▸ WRITTEN INSTRUCTION:
Put everything from the start of the records down to the line containing "5 23 L 4 40", inclusive, into a Markdown table with the columns Row and Line, numbering each row and leaving out any blank lines.

(Dataset records)
════

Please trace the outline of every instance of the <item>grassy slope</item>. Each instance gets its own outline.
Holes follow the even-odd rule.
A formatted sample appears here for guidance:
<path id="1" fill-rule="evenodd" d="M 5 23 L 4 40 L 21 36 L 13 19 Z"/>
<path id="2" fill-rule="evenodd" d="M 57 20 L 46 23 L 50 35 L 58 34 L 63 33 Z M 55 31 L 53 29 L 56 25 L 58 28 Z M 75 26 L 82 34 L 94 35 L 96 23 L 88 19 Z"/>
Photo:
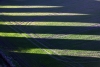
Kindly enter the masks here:
<path id="1" fill-rule="evenodd" d="M 12 1 L 12 0 L 11 0 Z M 31 1 L 31 0 L 30 0 Z M 34 39 L 42 42 L 46 47 L 40 46 L 39 43 L 31 39 L 32 37 L 23 33 L 27 38 L 38 44 L 42 49 L 48 50 L 52 56 L 56 56 L 57 53 L 63 57 L 63 60 L 69 61 L 66 63 L 67 66 L 74 65 L 80 67 L 81 63 L 85 67 L 99 67 L 99 58 L 100 58 L 100 49 L 99 49 L 99 8 L 97 6 L 92 7 L 91 5 L 98 5 L 97 2 L 90 0 L 84 1 L 20 1 L 20 4 L 12 1 L 10 4 L 15 5 L 58 5 L 63 6 L 63 8 L 42 8 L 42 9 L 14 9 L 12 13 L 3 13 L 5 16 L 5 21 L 12 21 L 15 26 L 19 29 L 22 29 L 24 32 L 31 34 Z M 99 5 L 98 5 L 99 6 Z M 2 6 L 1 6 L 2 7 Z M 16 7 L 16 6 L 15 6 Z M 11 7 L 10 7 L 11 8 Z M 17 7 L 16 7 L 17 8 Z M 92 9 L 93 10 L 92 10 Z M 5 10 L 4 10 L 5 11 Z M 8 9 L 6 11 L 9 11 Z M 35 11 L 36 14 L 31 12 Z M 23 15 L 13 12 L 24 12 Z M 26 14 L 25 14 L 26 12 Z M 29 14 L 27 12 L 30 12 Z M 38 14 L 39 12 L 39 14 Z M 43 13 L 41 13 L 43 12 Z M 47 13 L 51 12 L 51 13 Z M 52 13 L 55 12 L 55 13 Z M 76 15 L 62 14 L 58 15 L 60 12 L 64 13 L 77 13 Z M 79 13 L 86 15 L 78 15 Z M 40 15 L 41 14 L 41 15 Z M 16 22 L 13 22 L 16 21 Z M 21 22 L 23 21 L 23 22 Z M 27 24 L 27 22 L 29 22 Z M 8 22 L 7 22 L 8 23 Z M 19 23 L 19 24 L 17 24 Z M 1 22 L 1 24 L 4 24 Z M 26 25 L 27 24 L 27 25 Z M 9 24 L 9 26 L 13 24 Z M 13 26 L 12 26 L 13 27 Z M 6 31 L 6 33 L 4 32 Z M 35 33 L 35 34 L 34 34 Z M 0 36 L 5 40 L 7 39 L 12 45 L 9 48 L 12 48 L 10 51 L 15 52 L 22 59 L 26 60 L 28 64 L 37 67 L 44 65 L 47 67 L 64 67 L 65 64 L 56 61 L 46 52 L 42 51 L 40 48 L 36 47 L 34 44 L 30 43 L 25 39 L 24 36 L 7 27 L 6 25 L 1 25 Z M 41 40 L 43 38 L 43 40 Z M 52 53 L 52 51 L 55 53 Z M 12 53 L 11 53 L 12 54 Z M 81 57 L 81 58 L 80 58 Z M 67 58 L 67 59 L 66 59 Z M 71 58 L 72 60 L 69 60 Z M 36 61 L 34 61 L 34 60 Z M 98 60 L 97 60 L 98 59 Z M 76 63 L 76 62 L 78 63 Z M 92 61 L 92 62 L 90 62 Z M 96 62 L 97 61 L 97 62 Z M 25 62 L 25 63 L 27 63 Z M 33 63 L 32 63 L 33 62 Z M 24 63 L 24 62 L 23 62 Z M 42 63 L 42 64 L 41 64 Z M 93 64 L 93 65 L 91 65 Z M 39 65 L 39 66 L 38 66 Z M 97 66 L 96 66 L 97 65 Z M 32 67 L 31 66 L 31 67 Z M 35 66 L 35 67 L 36 67 Z"/>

════

▸ FINISHED TASK:
| Row | Line |
|---|---|
| 1 | Please trace the outline of every instance of the <item>grassy slope</item>. Each instance gets its own outline. |
| 2 | Holes follow the even-odd rule. |
| 3 | A formatted sample appears here for guidance: |
| 4 | <path id="1" fill-rule="evenodd" d="M 5 23 L 4 40 L 21 36 L 13 19 Z"/> |